>> Start
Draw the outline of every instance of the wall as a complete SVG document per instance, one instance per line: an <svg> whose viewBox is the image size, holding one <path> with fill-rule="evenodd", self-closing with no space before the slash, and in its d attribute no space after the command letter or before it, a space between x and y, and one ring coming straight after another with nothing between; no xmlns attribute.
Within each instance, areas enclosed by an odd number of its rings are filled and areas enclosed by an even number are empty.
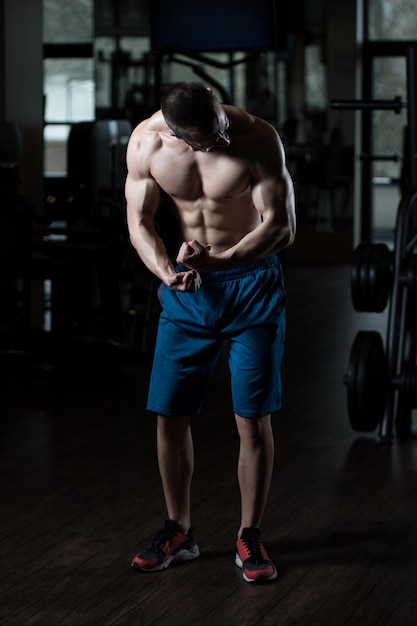
<svg viewBox="0 0 417 626"><path fill-rule="evenodd" d="M0 0L0 119L23 138L21 195L43 207L42 0Z"/></svg>

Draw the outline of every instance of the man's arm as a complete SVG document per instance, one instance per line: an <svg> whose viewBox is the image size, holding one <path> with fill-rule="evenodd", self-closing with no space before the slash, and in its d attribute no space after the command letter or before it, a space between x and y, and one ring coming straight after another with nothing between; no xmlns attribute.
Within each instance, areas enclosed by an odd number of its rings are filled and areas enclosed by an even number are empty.
<svg viewBox="0 0 417 626"><path fill-rule="evenodd" d="M130 240L146 267L168 287L177 291L196 291L201 284L198 272L176 273L164 242L156 232L154 219L161 194L151 175L138 171L138 149L131 141L127 152L125 194Z"/></svg>
<svg viewBox="0 0 417 626"><path fill-rule="evenodd" d="M218 254L198 242L182 245L177 260L188 267L217 271L251 263L290 246L295 237L294 187L285 166L284 149L276 131L258 120L253 146L252 201L262 216L261 224L236 244Z"/></svg>

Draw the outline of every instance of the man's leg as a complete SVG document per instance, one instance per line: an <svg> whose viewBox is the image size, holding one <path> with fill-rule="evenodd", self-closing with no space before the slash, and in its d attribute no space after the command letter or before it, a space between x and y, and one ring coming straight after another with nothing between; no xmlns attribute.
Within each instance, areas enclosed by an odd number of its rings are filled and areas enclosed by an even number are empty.
<svg viewBox="0 0 417 626"><path fill-rule="evenodd" d="M274 463L274 437L271 416L248 419L235 416L240 437L238 479L243 528L259 528L264 514Z"/></svg>
<svg viewBox="0 0 417 626"><path fill-rule="evenodd" d="M158 463L168 518L182 532L191 526L190 488L194 472L194 448L189 417L158 415Z"/></svg>
<svg viewBox="0 0 417 626"><path fill-rule="evenodd" d="M194 452L188 417L158 416L158 463L168 519L147 550L132 561L135 569L155 572L172 561L191 561L200 555L190 528L190 486Z"/></svg>
<svg viewBox="0 0 417 626"><path fill-rule="evenodd" d="M236 542L235 563L248 582L274 580L277 570L260 537L274 462L271 416L245 419L236 415L240 436L238 479L241 494L241 522Z"/></svg>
>> End
*What is being asked*:
Convert the material above into a two-column CSV headed instruction and outlines, with one row per request holding its text and its answer. Put each in a single quoted field, replace line breaks with spaces, and omit the pictures.

*The completed task*:
instruction,outlines
"Draw the outline of every instance of the wall as a complete SVG document per instance, one instance per line: an <svg> whose viewBox is the image size, holding one <path> with fill-rule=""evenodd"", self-closing with no space before the slash, and in its d attribute no space after the command letter or before it, a space between x and y, and one ring coming straight after another with nothing between; no xmlns attribute. Within each instance, areas enclosed by an odd number of its rings are filled and areas enclosed by an even number are empty.","<svg viewBox=""0 0 417 626""><path fill-rule=""evenodd"" d=""M0 0L0 119L23 138L21 195L43 207L42 0Z""/></svg>"
"Draw the outline of every instance of the man's arm as a complete SVG document per instance, one instance per line: an <svg> whose viewBox is the image size, holding one <path> with fill-rule=""evenodd"", self-closing with no space before the slash, and in its d attribute no space after the command letter or before it, a space between x and y, and one ring coming straight after another with nothing between; no xmlns attribute. Within each instance, areas enclosed by an odd number of its rings are filled and areas enclosed by an even number are empty.","<svg viewBox=""0 0 417 626""><path fill-rule=""evenodd"" d=""M130 240L146 267L168 287L177 291L196 291L201 284L198 272L176 273L164 242L156 232L154 219L161 194L151 175L138 171L138 149L131 141L127 152L125 194Z""/></svg> <svg viewBox=""0 0 417 626""><path fill-rule=""evenodd"" d=""M218 254L198 242L182 245L177 260L188 267L217 271L251 263L290 246L295 237L294 187L285 166L284 149L276 131L258 120L253 146L252 201L262 216L261 224L236 244Z""/></svg>"
"Draw the outline of every instance of the man's leg as a complete SVG document per instance, one instance per line: an <svg> whose viewBox is the image size, holding one <path> with fill-rule=""evenodd"", self-closing with no space before the slash, and in its d attribute no space after the command letter or before it, a space between x and y, and one ring coming straight after another with nothing between; no xmlns attribute. Within each instance, areas enclosed by an odd number of its rings are filled and areas enclosed by an even number are empty.","<svg viewBox=""0 0 417 626""><path fill-rule=""evenodd"" d=""M274 463L274 437L271 416L248 419L235 416L240 437L238 479L243 528L259 528L264 514Z""/></svg> <svg viewBox=""0 0 417 626""><path fill-rule=""evenodd"" d=""M158 463L168 518L182 532L191 526L190 488L194 472L194 448L189 417L158 415Z""/></svg> <svg viewBox=""0 0 417 626""><path fill-rule=""evenodd"" d=""M194 452L188 417L158 416L158 463L168 519L147 550L132 561L135 569L155 572L172 561L191 561L200 555L190 528L190 486Z""/></svg> <svg viewBox=""0 0 417 626""><path fill-rule=""evenodd"" d=""M236 542L235 563L248 582L274 580L277 570L260 537L274 462L271 416L245 419L236 415L240 436L238 479L241 494L241 522Z""/></svg>"